PASSAGE GIVEN:

By then his financial circumstances were also so solid that he had the means to marry Charlotte Dingelstadt, the daughter of the hornist Johann Heinrich Dingelstadt, in May 1812. The marriage produced four sons, and the second eldest son, Alexander (1820–49), later made a name for himself as a pianist and composer. Friedrich Rochlitz, Fesca’s first biographer, termed the Kassel years the happiest years in Fesca’s life.

Once again, however, political events required Fesca to find a new line of work. After Napoleon’s Russian campaign had failed in 1812, the whole basis of the French emperor’s power in German-speaking Europe, including the Kingdom of Westphalia ruled by his brother, was threatened. At the beginning of 1813 the members of the court in Kassel began to prepare for the eventuality that they would have to flee. The Battle of the Nations near Leipzig on October 1813 was the final blow. Jerome fled before advancing Cossack troops, and in November, the Prince Elector, who had been forced to flee in 1807, made his return. The royal court orchestra was disbanded, but Fesca had made arrangements ahead of time: in the late summer he had initiated contact with the Grand Ducal Court Theater in Karlsruhe and had succeeded in having his name considered as a candidate for the new post of solo violinist.

He used the time remaining until his assumption of the new post in April 1814 for a trip to Vienna to visit his younger brother Carl August and in order to make his compositions known to the public and publishers in the Danube metropolis. He performed in private chamber circles with string quartets and string quintets, evidently with success, as Louis Spohr, who was also in Vienna at the time, reported in his memoirs: “Fesca [ ... ] had made great progress both as a composer and as a violinist. His quartets and quintets, presented by him purely, completely, and with taste, met with a very favorable reception in Vienna and with a good response among the publishers there.” Indeed, during the following years works by Fesca were published for the first time by the Vienna publishers P. Mecchetti and S. A. Steiner. These works included his Symphony No. 1 op. 6 in 1818.

On his return to Karlsruhe, Fesca quickly advanced from the post of solo violinist to that of concertmaster. His lung ailment again manifested itself in 1816. Fesca found it necessary to request a leave of absence; his request was granted, and his leave began in the summer of that year. His illness did not prevent him from composing, and during these summer months he wrote his third symphony. In addition to fulfilling his duties in the court orchestra, Fesca also performed (as far as his health permitted) as the conductor of the concerts of the Museumsgesellschaft, a middle-class concert society. Already in 1817 he was regarded as “the honor not merely of our orchestra but of the whole of music here” – as Alexander von Dusch, the librettist of Pesca’s opera Cantemire, stated in his capacity as the Karlsruhe correspondent for the Allgemeine musikalische Zeitung of Leipzig.

SUPPLIED MATERIAL:
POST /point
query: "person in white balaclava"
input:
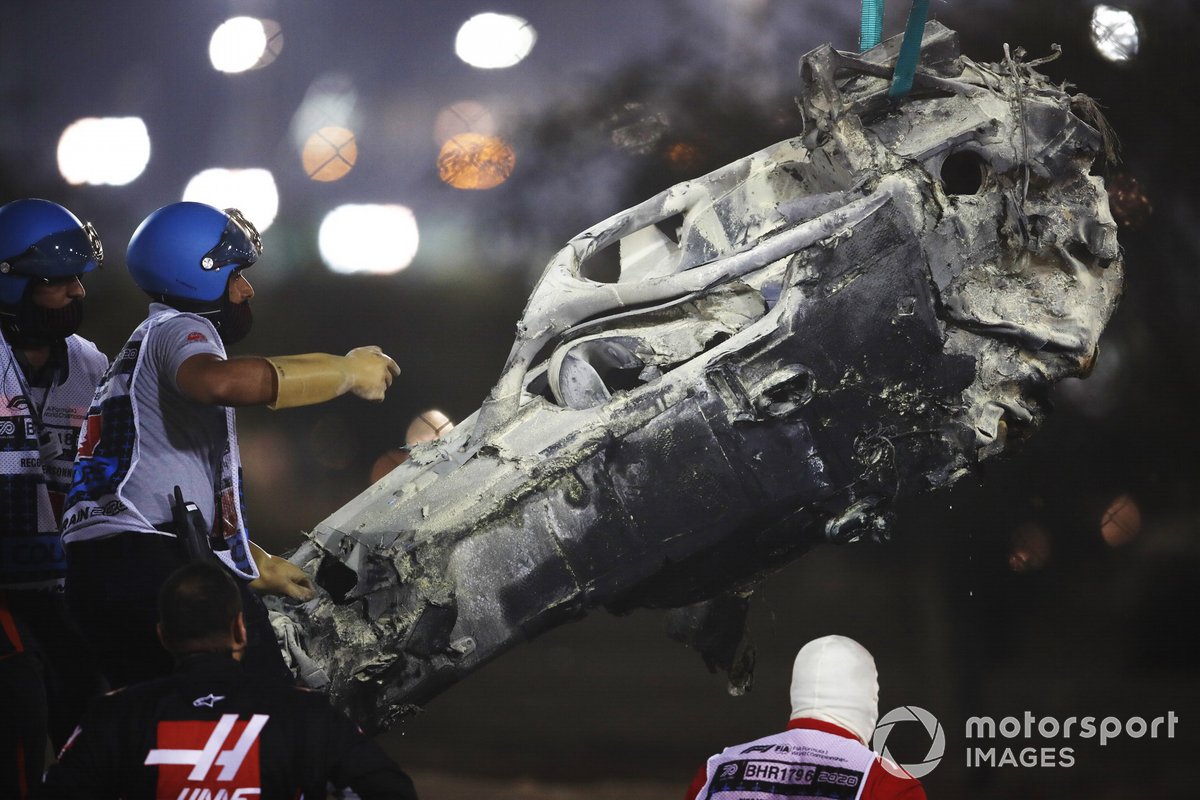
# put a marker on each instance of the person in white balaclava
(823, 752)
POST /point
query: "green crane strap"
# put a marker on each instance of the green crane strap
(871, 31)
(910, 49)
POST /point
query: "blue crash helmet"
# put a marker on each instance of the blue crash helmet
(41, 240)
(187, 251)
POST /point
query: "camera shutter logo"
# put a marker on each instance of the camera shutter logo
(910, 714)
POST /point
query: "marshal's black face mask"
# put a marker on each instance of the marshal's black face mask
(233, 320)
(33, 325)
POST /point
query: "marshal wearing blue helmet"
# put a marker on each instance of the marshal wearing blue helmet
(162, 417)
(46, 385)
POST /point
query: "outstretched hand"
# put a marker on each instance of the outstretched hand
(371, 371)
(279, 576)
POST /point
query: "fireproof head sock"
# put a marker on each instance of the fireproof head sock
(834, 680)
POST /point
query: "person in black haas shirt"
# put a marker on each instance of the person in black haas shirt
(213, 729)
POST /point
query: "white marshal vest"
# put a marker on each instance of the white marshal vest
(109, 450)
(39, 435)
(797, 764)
* * *
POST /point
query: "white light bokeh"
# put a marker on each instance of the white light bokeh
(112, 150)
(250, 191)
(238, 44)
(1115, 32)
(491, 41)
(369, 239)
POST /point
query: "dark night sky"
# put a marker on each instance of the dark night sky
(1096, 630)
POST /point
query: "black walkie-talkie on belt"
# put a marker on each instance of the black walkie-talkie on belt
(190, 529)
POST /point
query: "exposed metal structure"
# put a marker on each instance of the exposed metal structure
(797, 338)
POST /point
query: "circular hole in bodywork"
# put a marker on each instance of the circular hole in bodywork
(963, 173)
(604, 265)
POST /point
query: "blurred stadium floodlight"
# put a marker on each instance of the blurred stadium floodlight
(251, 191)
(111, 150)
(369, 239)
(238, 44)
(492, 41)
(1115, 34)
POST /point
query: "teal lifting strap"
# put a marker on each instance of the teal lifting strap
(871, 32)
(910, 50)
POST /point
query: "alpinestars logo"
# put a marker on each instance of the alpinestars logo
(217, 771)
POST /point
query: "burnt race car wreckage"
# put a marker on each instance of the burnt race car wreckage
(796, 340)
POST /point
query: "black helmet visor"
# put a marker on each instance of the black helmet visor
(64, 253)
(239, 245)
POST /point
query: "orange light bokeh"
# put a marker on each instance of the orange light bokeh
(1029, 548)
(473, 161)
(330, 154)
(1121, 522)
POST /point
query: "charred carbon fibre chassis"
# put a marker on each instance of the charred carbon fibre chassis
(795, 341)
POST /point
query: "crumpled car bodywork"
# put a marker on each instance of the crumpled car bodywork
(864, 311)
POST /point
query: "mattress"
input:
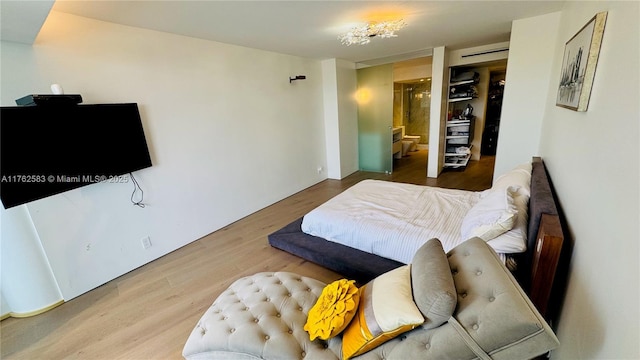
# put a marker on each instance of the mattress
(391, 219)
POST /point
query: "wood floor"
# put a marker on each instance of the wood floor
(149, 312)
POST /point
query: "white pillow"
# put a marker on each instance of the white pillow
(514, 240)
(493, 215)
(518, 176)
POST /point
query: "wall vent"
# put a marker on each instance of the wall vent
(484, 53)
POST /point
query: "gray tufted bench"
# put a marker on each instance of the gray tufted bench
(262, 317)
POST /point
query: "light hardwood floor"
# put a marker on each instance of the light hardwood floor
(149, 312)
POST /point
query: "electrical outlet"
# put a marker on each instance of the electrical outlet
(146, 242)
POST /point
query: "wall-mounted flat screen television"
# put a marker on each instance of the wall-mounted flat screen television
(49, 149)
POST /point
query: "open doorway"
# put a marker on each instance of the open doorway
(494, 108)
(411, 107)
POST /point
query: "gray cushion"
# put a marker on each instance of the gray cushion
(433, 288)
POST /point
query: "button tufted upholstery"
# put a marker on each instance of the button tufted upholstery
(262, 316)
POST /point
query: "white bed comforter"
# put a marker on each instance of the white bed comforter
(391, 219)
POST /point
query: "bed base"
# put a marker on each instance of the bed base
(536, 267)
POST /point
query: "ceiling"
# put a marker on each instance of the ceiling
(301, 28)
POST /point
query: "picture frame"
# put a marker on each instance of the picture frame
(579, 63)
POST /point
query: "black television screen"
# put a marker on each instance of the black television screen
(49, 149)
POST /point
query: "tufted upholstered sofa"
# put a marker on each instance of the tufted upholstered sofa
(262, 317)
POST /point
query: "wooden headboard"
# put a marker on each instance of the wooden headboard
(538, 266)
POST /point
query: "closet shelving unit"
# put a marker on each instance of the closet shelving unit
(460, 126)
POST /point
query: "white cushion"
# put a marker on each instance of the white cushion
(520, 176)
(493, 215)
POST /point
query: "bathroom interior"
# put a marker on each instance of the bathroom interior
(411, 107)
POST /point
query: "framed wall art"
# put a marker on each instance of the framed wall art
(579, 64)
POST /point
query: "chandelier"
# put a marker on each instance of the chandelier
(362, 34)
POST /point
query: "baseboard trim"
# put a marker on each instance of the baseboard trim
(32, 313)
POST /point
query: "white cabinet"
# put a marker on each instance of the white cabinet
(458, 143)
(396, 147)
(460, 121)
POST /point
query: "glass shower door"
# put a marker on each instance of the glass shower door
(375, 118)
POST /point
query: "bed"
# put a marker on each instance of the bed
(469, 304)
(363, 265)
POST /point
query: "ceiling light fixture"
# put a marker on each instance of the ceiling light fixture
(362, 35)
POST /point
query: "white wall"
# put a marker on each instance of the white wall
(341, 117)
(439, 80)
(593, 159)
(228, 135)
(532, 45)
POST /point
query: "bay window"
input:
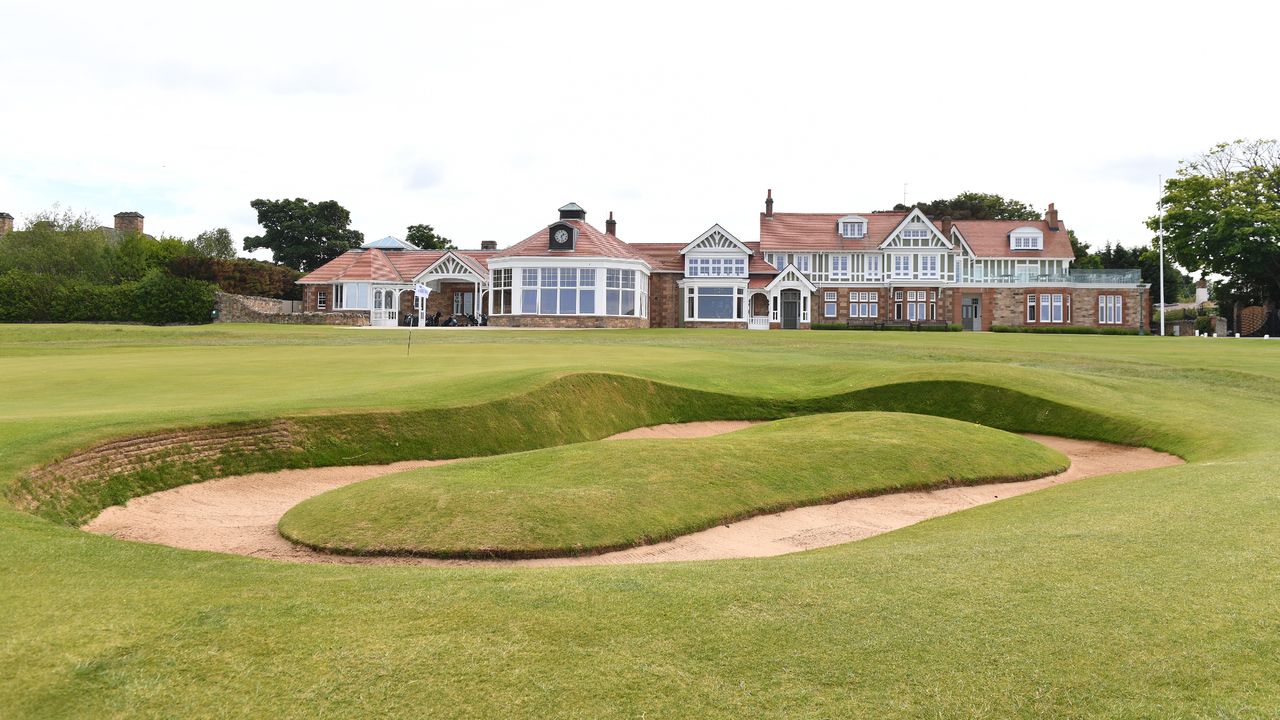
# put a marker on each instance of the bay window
...
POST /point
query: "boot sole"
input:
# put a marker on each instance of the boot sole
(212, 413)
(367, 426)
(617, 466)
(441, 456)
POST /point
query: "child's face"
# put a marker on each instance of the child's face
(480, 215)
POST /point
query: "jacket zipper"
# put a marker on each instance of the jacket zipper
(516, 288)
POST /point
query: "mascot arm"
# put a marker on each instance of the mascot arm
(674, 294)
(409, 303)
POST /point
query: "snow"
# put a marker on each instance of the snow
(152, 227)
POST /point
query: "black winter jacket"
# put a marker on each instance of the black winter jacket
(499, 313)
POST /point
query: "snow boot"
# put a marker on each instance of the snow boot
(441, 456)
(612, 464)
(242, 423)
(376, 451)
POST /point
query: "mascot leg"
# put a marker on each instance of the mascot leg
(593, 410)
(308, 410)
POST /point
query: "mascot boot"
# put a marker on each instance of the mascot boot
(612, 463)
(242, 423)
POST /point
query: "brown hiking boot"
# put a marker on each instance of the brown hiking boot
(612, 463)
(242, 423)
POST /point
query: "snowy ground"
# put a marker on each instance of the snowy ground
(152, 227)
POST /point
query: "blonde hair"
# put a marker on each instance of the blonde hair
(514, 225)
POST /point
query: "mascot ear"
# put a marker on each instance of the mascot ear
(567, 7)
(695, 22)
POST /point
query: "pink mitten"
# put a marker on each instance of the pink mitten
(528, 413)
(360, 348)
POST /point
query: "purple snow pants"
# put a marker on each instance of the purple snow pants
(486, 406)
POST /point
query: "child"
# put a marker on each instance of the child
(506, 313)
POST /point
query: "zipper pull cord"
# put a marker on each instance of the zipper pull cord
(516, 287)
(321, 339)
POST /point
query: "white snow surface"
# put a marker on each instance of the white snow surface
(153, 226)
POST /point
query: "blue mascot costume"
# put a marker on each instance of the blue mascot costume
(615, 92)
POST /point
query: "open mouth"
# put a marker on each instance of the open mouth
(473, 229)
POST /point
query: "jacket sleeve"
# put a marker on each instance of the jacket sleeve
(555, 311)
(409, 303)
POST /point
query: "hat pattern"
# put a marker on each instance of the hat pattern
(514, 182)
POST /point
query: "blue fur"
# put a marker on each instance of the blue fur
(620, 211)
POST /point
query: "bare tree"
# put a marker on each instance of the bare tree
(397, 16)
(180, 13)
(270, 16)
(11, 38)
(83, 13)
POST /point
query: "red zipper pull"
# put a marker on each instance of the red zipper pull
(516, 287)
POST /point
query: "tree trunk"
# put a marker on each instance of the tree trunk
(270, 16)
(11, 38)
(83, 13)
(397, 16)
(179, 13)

EXERCISE REQUIREMENTS:
a – Collect every line of the records that contains the string "teal", treating uppercase and lowercase as different.
b – Extend the text on Fesca's life and career, picking up after its last sentence.

TASK-BY-TASK ANSWERS:
a –
query: "teal lifting strap"
# put a marker on each instance of the teal lifting strap

b –
Fesca had finally established himself with the public as a composer: his works were printed by the renowned Leipzig publishers Peters, Breitkopf & Härtel, and Hofmeister; they usually received very positive reviews in the music press; and his string quartets occasioned Carl Maria von Weber himself to write some fundamental words about this genre in a lengthy essay.

Fesca’s illness again manifested itself in the spring of 1821, this time so severely that his life was in danger. He managed to recover again but was so weakened that he could no longer fulfill his duties in the court orchestra. Several cures taken during the following years in Baden, Koblenz, and Bad Ems could not halt the decline of his health, and he died on 24 May 1826 at the age of thirty-seven.


Symphony No. 1 in E flat major, op. 6

1. Andante – Allegro
2. Andante con moto
3. Menutto. Allegro
4. Finale. Allegro

Fesca composed his Symphony No. 1 in E flat major op. 6 at the very latest in the summer of 1812 but probably some time before and perhaps during the years 1810–11, when illness forced him to refrain from concert appearances. The premiere was held on 18 October 1812 in a concert organized by Fesca himself. A very well-intentioned report appeared in the Allgemeine musikalische Zeitung; on the basis of this symphony the reviewer prophesied him a dazzling future as a composer: “What stricter criticism would perhaps have to remark here and there in detail does not in general deprive the work of its value; and a composer who is so successful with his first symphony certainly gives the most well-founded hope of becoming what others, in the same stage, already thought they were – a master.

The “stricter criticism” alluded to in the review would probably have found fault with the most striking fact that the first movement of the work openly pays homage to a model, namely, to the corresponding movement from Mozart’s Symphony KV 543 in the same key. Both movements have in common a slow introduction of strong harmonic stamp and an allegro part maintained in dancy 3/4 time. The orchestral tutti following the presentation of the primary theme is very similar in the two symphonies. In one point, however, Fesca is considerably more radical than Mozart here (and in the following movements): he practices the principle of durch-brochener Satz, of “filigree composing”, taken over more from Haydn than from Mozart, the principle of instrumental alternation within phrases and formal units, on what was then an unprecedented scale. The primary theme of the first movement, for example, not only is repeated immediately in the woodwinds after its first sounding in the strings, this in keeping with the practice of the times, but also, so to speak, is “fragmented” instrumentally into its component motifs until the entry of the orchestral tutti: some of its parts are repeated with variations in the strings, while it is heard in its entirety in the woodwinds. Fesca again takes up this method in modified form (to be specific, in the distribution to high and low levels instead of to the winds and strings) for the secondary theme, which is recognizably dependent on the primary theme, before the closing group, as a powerful orchestral tutti, concludes the exposition. The development section is largely dominated by a fugato with a subject derived from the head of the primary theme. The recapitulation taking over the exposition largely without modification is followed by a short coda strengthening the principal key of E flat major.

The principle of “filigree structure” also stamps the compositional technique of the slow second movement in A flat major. The initial theme of this movement employs the orchestral blocks of strings and winds as a structuring device: it is hardly imaginable as a melody line in an orchestral group.

The principle is employed in a manner similar to the first movement in the trio of the third movement, but here the motif employed recognizably draws on elements from the primary theme in the first movement. This third movement, a minuet, is remarkable insofar as the key of the main part strangely shifts between C minor and E flat major.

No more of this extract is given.